§ Set problem: Rewrite every line of the records below, leaving out the pictures, and increase each pixel coordinate by 51.

-- Start of Record extracts --

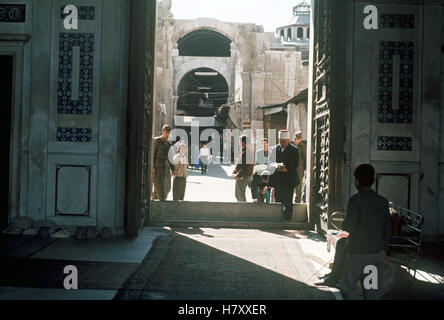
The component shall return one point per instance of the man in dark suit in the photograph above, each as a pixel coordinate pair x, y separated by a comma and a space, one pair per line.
287, 157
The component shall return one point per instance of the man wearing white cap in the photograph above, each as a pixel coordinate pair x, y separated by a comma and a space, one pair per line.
287, 157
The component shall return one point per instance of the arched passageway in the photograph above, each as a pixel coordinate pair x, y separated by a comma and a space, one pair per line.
204, 43
201, 92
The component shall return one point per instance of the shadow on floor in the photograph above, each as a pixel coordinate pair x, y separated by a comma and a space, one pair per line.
180, 268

-- End of Record extracts --

§ Task response:
The component shall return one point per instance of the man in dark suit in the photograph above, each as a pixel coordinate pair x, y separated by a comma and a space, one pair per line.
338, 208
The component shall return one point per instance of the man wearing white cap in the photograph above, each as a pixel coordinate pair x, y separated by a comma and a space, one pair per line.
338, 208
The component shall return one point per instance of the arched passageway in the photograph above, each as a pixel coordinate pair x, y separated by a comma and a space, one pair per line.
255, 94
252, 143
The component shall return one point per instance of the shadow on floor in the photograph above, each as a pixel coordinate pair x, y separated by a comma and a space, one pair per line.
231, 319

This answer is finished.